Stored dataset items
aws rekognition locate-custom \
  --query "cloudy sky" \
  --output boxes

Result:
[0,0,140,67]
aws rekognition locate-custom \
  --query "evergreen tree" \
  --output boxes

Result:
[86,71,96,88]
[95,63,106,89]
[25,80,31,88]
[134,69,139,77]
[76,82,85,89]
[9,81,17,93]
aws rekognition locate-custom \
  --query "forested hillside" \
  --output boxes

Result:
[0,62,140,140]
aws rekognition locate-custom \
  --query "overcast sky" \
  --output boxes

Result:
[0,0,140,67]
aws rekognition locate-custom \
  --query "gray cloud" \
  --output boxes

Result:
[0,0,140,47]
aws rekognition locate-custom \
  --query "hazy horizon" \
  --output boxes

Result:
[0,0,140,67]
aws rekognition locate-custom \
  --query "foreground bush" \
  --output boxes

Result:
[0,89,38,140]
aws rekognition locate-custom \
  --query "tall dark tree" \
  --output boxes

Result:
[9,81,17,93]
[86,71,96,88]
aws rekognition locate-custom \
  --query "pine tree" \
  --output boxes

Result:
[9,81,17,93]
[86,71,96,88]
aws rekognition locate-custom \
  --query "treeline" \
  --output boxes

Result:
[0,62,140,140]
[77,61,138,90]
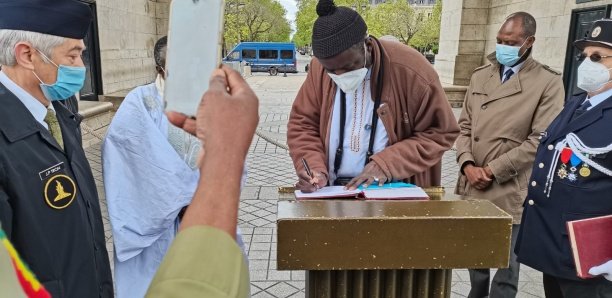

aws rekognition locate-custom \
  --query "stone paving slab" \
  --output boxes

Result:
[86,74,544,298]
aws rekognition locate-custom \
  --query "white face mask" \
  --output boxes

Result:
[577,58,612,92]
[155,74,166,97]
[328,45,368,93]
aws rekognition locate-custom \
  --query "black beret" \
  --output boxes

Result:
[0,0,93,39]
[574,19,612,50]
[312,0,368,58]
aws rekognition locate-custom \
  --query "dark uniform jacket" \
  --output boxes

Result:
[0,84,113,298]
[515,94,612,280]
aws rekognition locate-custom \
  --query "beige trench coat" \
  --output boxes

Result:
[455,53,565,224]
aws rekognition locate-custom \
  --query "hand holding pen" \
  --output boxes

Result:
[295,158,327,193]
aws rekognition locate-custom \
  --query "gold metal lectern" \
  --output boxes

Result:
[277,195,512,298]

> [What to work on]
Can you give the rows above again with every "boxes" switched to "json", leaving all else unchanged and omitting the picture line?

> [Correct response]
aws rekognition locate-custom \
  --query "cloudy sky" \
  --output json

Result:
[0,0,140,67]
aws rekognition locate-custom \
  --query "evergreen tree" \
  --output json

Result:
[86,71,96,88]
[95,63,106,89]
[25,80,31,88]
[134,69,139,77]
[76,82,85,89]
[9,81,17,93]
aws rekognition locate-custom \
  --query "forested hillside" \
  --output json

Result:
[0,62,140,140]
aws rekognition locate-custom \
  --query "overcast sky" \
  --output json

Result:
[0,0,140,67]
aws rekognition locate-custom \
  --query "gray cloud" \
  --output json

Result:
[0,0,140,47]
aws rekognition locate-custom \
  --query "hazy horizon" \
  --output json

Result:
[0,0,140,67]
aws rekognition locate-custom \
  --query "foreground bush" \
  --output json

Result:
[0,89,38,140]
aws rekognition locate-custom \
  --query "tall dark tree" \
  --output json

Result:
[9,81,17,93]
[86,71,96,88]
aws rekognition locate-custom \
  --query "pine tree" \
  --output json

Result:
[9,81,17,93]
[86,71,96,88]
aws rekognition locate-custom \
  --query "treeline" \
  --output json

Result:
[0,62,140,140]
[77,61,138,90]

aws rekognition locate-custom \
  --query "stone paving slab" \
  --output json

Result:
[86,74,544,298]
aws rekognition locate-custom \
  --query "white face mask" \
  --output json

Result:
[577,58,612,92]
[155,74,166,97]
[328,45,368,93]
aws rekognition locate-custom \
  --query "black beret" \
  --output json

Result:
[0,0,93,39]
[574,19,612,50]
[312,0,368,58]
aws rekognition locate-custom \
  --query "dark uniform jacket" \
  --output json

Result:
[0,84,113,298]
[515,94,612,280]
aws rekognition locate-custom \
  --query "beige trench coat" \
  --output json

Result:
[455,53,565,224]
aws rekognition locate-custom \
  --query "hand holding pen" \
  --output json

Result:
[295,158,327,193]
aws rekognition locate-custom \
  --query "gold metal lectern" \
  --output json

Result:
[277,195,512,298]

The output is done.